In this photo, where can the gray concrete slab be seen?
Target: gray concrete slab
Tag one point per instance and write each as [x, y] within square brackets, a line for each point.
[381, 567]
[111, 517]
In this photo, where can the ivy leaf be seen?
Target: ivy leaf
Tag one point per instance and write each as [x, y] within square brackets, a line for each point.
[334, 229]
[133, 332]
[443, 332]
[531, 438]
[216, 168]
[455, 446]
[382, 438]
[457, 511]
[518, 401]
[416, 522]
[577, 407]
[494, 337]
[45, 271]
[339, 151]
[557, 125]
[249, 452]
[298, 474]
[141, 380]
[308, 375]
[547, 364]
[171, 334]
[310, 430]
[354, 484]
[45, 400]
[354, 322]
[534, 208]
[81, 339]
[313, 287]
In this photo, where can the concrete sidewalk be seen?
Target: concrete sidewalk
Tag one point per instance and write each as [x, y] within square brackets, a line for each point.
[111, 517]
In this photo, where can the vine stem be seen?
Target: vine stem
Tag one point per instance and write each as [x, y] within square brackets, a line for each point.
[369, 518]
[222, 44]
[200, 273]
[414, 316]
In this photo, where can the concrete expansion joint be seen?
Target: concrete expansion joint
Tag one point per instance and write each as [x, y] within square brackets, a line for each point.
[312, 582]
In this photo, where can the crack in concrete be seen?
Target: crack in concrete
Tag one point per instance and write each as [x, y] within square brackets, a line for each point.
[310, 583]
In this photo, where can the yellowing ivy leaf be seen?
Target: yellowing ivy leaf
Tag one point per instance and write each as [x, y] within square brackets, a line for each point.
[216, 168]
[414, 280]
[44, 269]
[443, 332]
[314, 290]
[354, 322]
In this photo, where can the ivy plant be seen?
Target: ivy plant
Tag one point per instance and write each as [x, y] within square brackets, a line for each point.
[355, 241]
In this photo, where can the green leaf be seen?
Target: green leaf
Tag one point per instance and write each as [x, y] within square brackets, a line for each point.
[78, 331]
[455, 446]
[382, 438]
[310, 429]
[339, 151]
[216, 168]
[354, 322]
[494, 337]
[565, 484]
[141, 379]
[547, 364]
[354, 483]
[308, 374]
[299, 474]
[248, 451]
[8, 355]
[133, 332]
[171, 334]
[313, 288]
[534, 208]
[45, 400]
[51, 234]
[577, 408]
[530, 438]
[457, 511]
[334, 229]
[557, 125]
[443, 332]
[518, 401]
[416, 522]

→ **Exercise goal**
Reproduce every row above word for word, with no changes.

→ **Output below**
In this photo, where can the gray concrete slab be seen?
Target: gray concrete slab
Tag one point per instance and write each as [x, y] within square brackets, a line for each point.
[381, 567]
[111, 517]
In this photo, where can the ivy leaf be seen?
Target: ivy leaf
Tag one point per instance and write each as [x, y] within square brackets, a line for each point.
[334, 229]
[133, 332]
[443, 332]
[531, 438]
[216, 168]
[455, 446]
[382, 438]
[457, 511]
[518, 401]
[416, 522]
[577, 407]
[494, 337]
[45, 271]
[339, 151]
[557, 125]
[249, 452]
[298, 474]
[141, 380]
[308, 375]
[547, 364]
[171, 334]
[310, 430]
[354, 484]
[45, 400]
[354, 322]
[534, 208]
[81, 339]
[313, 287]
In this photo, where can the concrete sidewalk be seen?
Target: concrete sidewalk
Tag one point per instance and write each as [x, y] within square brackets, a line for each point.
[111, 517]
In this photo, where can the vine stem be seen?
Target: vine stem
Tag one point per instance and write each as [x, y] within square brackets, a line for each point.
[369, 518]
[222, 44]
[200, 273]
[414, 316]
In this photo, where can the concrete expansion joint be seen?
Target: concrete expansion joint
Tag one point per instance and write each as [x, y] within square brackets, a line for each point.
[312, 582]
In this photo, where can the crack in concrete be seen?
Target: crack in concrete
Tag one point per instance and write each as [x, y] within square brackets, a line for each point.
[310, 583]
In this photo, where can the yellowing ivy leaf be seen?
Target: yellowing ivy leaf
Tag one point per instance and write each as [x, y] within square brackets, a line for each point.
[216, 168]
[414, 280]
[44, 269]
[443, 332]
[314, 290]
[354, 322]
In this photo, where can the ivy plant be seen?
Target: ivy plant
Tag one point per instance and write each as [x, y] within square brackets, a line for each point.
[355, 241]
In this photo, where can the green leaf be seen?
Target: green leaf
Tag one point per instance and write each as [x, y] within square brackets, a line for each point.
[78, 331]
[455, 446]
[382, 438]
[310, 429]
[339, 151]
[216, 168]
[354, 322]
[494, 337]
[565, 484]
[141, 379]
[547, 364]
[354, 483]
[308, 374]
[299, 474]
[248, 451]
[8, 355]
[133, 332]
[171, 334]
[313, 288]
[534, 208]
[45, 400]
[51, 234]
[577, 408]
[530, 438]
[457, 511]
[334, 229]
[557, 125]
[443, 332]
[518, 401]
[416, 522]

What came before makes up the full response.